__Task objective__. Among the records that follow, find the line with "Find every instance of the sheer" and the line with "Find every instance of the chair seat". Set down those lines and all lines between them exactly, without adding anything.

Stored data entries:
⟨

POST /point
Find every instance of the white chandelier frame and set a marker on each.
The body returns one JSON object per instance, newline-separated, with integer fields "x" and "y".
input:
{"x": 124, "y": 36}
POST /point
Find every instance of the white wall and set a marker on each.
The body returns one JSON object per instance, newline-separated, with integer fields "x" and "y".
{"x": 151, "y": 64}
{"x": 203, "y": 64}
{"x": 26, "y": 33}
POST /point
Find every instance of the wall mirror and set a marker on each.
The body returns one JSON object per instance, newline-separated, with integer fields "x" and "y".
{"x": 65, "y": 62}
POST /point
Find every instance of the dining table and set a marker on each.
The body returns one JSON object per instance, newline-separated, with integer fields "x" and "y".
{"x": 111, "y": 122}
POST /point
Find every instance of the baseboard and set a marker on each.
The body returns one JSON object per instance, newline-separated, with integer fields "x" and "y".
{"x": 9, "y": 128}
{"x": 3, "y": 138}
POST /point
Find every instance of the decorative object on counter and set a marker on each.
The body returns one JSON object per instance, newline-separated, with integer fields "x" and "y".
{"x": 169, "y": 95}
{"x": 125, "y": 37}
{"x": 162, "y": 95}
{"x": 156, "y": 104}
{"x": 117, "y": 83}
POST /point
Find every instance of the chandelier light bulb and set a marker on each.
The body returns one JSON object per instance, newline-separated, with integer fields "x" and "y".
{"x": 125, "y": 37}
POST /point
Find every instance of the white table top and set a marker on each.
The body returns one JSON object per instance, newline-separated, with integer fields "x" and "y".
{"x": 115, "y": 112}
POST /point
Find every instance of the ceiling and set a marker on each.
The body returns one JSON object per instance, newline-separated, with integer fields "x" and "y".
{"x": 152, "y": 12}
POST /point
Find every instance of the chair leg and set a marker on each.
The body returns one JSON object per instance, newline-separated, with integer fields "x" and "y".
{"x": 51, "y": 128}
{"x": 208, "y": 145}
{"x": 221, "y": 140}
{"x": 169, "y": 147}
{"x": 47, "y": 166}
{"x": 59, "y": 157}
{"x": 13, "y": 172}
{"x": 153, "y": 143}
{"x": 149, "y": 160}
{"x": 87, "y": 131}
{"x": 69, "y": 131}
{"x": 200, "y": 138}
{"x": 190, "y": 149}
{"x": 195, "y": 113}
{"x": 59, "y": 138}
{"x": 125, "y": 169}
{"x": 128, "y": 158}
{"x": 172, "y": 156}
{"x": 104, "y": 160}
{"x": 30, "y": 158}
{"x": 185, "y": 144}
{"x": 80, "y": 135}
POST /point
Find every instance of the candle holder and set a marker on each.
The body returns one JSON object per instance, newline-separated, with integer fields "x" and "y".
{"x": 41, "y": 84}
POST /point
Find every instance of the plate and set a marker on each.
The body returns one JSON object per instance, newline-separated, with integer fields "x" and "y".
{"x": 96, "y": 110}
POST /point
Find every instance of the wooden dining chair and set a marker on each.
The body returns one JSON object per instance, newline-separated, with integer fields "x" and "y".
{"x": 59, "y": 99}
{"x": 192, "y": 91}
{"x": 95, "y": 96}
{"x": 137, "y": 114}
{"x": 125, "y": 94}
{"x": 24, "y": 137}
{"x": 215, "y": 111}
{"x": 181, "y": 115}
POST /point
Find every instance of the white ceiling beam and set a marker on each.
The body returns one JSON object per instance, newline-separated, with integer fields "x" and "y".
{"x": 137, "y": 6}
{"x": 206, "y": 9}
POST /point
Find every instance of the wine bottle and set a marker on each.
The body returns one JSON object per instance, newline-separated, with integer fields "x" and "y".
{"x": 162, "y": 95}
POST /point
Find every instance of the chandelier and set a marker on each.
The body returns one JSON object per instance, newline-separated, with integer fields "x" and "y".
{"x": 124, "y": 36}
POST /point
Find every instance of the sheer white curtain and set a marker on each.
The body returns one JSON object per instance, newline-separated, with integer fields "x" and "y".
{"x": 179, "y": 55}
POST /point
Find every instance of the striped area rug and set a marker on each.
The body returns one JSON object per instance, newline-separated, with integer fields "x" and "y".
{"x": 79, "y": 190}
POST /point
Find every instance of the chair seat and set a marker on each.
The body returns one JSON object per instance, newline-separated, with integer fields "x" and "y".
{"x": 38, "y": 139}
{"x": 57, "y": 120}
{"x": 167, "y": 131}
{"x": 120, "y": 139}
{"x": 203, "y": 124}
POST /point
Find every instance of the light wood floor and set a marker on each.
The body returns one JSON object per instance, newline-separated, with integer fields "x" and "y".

⟩

__Result__.
Find every instance of the sheer white curtain and set a marker on each.
The body returns one JSON object per instance, newline-separated, with integer fields "x" and "y".
{"x": 179, "y": 55}
POST /point
Find every instance of the striped area rug and set a marker on each.
The body returns one JSON object per instance, newline-separated, with integer fields "x" and "y".
{"x": 79, "y": 190}
POST /point
Find every instance of the chair seat and set a marker on each.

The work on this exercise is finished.